[SOURCE DOCUMENT]

Welcome to whack the
LA Times Day at INOTBB. Of course, this whacking is of Bill Plaschke, which is more or less shooting a columnist in a barrel. In
today's sports section Plaschke began with the obvious--"Gagne over"--and then moved to the ridiculous, as he tried to figure out how Gagne burned so bright, so fast. (In the spirit of full disclosure, I must fess up that I had Gagne on my fantasy team in his dominant years, and he helped me win. Bonds was also on my team those years. You can decide what that means about steroids rumors about the two of them, although I never really saw them palsing around in the fantasy clubhouse. And why, yes, my head
has always been this big.)

[YOUR OBJECTIVE] Please reproduce the passage above about Bill Plaschke's column on Gagne word for word, in full.

[DATA SECTION]
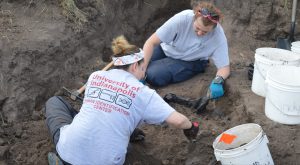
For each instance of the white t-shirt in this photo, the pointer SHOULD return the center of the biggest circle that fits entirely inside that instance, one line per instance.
(180, 41)
(115, 103)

[SOLVED EXERCISE]
Welcome to whack the
LA Times Day at INOTBB. Of course, this whacking is of Bill Plaschke, which is more or less shooting a columnist in a barrel. In
today's sports section Plaschke began with the obvious--"Gagne over"--and then moved to the ridiculous, as he tried to figure out how Gagne burned so bright, so fast. (In the spirit of full disclosure, I must fess up that I had Gagne on my fantasy team in his dominant years, and he helped me win. Bonds was also on my team those years. You can decide what that means about steroids rumors about the two of them, although I never really saw them palsing around in the fantasy clubhouse. And why, yes, my head
has always been this big.)